[Saved entries]
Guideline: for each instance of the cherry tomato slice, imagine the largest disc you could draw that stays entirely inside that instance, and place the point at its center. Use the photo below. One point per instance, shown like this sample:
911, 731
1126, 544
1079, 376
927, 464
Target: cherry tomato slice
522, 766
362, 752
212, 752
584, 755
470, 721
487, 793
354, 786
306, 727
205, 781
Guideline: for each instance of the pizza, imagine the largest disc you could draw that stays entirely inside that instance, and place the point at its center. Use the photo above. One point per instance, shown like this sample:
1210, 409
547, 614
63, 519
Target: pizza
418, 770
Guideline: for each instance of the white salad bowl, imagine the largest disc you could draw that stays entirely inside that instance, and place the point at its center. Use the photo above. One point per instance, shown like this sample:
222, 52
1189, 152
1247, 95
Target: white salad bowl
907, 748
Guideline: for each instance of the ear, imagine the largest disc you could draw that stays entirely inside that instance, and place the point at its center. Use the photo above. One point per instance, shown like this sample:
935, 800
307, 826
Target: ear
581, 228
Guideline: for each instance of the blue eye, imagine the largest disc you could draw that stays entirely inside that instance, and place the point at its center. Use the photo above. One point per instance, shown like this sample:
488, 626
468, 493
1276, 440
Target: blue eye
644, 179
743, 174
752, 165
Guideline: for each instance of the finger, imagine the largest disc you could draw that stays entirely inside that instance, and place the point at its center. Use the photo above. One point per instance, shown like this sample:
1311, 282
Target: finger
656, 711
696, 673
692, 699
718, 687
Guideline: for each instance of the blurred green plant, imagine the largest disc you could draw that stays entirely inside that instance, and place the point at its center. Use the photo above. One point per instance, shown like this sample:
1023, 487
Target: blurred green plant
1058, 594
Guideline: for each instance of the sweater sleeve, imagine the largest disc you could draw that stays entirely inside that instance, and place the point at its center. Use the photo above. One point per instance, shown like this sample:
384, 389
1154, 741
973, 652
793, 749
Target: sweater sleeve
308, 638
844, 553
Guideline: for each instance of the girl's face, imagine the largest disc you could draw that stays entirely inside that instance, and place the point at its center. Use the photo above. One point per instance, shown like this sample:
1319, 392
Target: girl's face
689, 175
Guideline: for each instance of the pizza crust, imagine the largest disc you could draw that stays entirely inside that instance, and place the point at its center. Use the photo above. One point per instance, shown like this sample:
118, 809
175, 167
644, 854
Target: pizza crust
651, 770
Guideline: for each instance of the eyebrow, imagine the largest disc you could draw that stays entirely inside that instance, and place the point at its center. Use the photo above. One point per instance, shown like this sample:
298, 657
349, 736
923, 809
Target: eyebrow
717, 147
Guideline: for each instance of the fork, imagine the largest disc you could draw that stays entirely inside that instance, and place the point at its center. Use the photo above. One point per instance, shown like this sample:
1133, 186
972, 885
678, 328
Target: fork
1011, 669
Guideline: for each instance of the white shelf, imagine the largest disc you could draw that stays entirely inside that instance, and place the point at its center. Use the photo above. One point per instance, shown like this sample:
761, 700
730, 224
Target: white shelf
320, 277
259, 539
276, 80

Activity ▸ Each line above should appear again, reproduced exactly.

Solution ▸
Guideline: for each instance of the cherry tomato slice, imagine the largest disc you could draw that stays entirely inside that instance, and place the point at its center. Use the photo below. One point per instance, shown like this sample:
911, 731
1126, 544
1079, 376
927, 464
Target: cherry tomato slice
522, 766
362, 752
212, 752
584, 755
470, 721
487, 793
354, 786
306, 727
205, 781
Guideline: for each instance of the pizza, imagine the largest disc you could draw that stays entirely inside that instance, and place the point at its center. Use the photo above. One point per instance, shown like this sample:
1210, 409
547, 614
63, 519
Target: pizza
418, 770
Guideline: for each instance of the white salad bowl, imagine the largest disc you could draw that stays entirely inside that instance, and place the point at its center. Use the photo above. One point per instance, shown like this sample:
222, 52
1189, 152
1247, 95
Target: white salad bowl
907, 748
Guideline: for each instance of the ear, imagine the largest disc you could draw that stays entirely inside that instance, and place the point at its center. Use the photo above. One point per instance, shown like this sample:
935, 800
307, 826
Target: ear
581, 228
Guideline: for each instance of the blue eye, imagine the largest disc you could draw that stays entirely inside that instance, and place the point at its center. Use the photo above. One point per instance, shown like this sample:
488, 626
468, 493
1276, 440
Target: blue eye
644, 179
743, 174
752, 165
Guideline: for each instance of the finger, imagine the largest disc you could draw that stays entirely inside that instance, and place the point at its center. Use the photo above. One point per instance, shown like this sample:
1311, 282
Target: finger
656, 711
696, 673
692, 699
718, 687
Guideline: for each instance of the blurred green plant, imagine the largest disc you could draw that stays entirely inside that instance, and place the point at its center. Use the photo above. One point per instance, shown like this sample:
1023, 487
Target: blurred green plant
1058, 594
Guideline: for each instance of the sweater sleeve, imagine the largest disc you could draw that stays entirely inside that instance, and place the point at its center. Use the photo above. One point per instance, shown like this sample:
384, 389
1154, 741
973, 652
793, 749
Target: sweater sleeve
308, 638
844, 553
Guideline: for each instance of the girl's face, imagine the largest disc you could draw that stays entirely inside that instance, and place the point at its center. Use the photo above. One point per instance, shown like this sample:
1319, 392
Target: girl's face
689, 175
Guideline: for each instance of the pizza crust, imagine the largest disc you could draw that stays entirely inside that instance, and place the point at its center. Use the photo above. One point per instance, shown like this sample:
118, 809
175, 167
644, 854
Target: pizza crust
651, 770
Guideline: for each instance of the eyebrow, imagine the largest disc you could draw that stays entirely inside that instance, and place the point at its center. Use the photo above. One point per instance, shown like this sample:
298, 657
349, 736
923, 809
Target: eyebrow
717, 147
Guideline: for each instance of the fork, imagine the largest disc you could draw that stays entirely inside that instance, and place the point at its center. Use the photo above. One point per instance, shown like this sample:
1133, 186
972, 885
678, 328
Target: fork
1011, 669
Guideline: for each instance of the white shelf, imagine the largest disc you could draw that stays entirely inside that instance, and place the point at its center. Use the photo above. One point per instance, shown like this sample:
761, 700
730, 224
Target: white shelf
320, 277
259, 539
276, 80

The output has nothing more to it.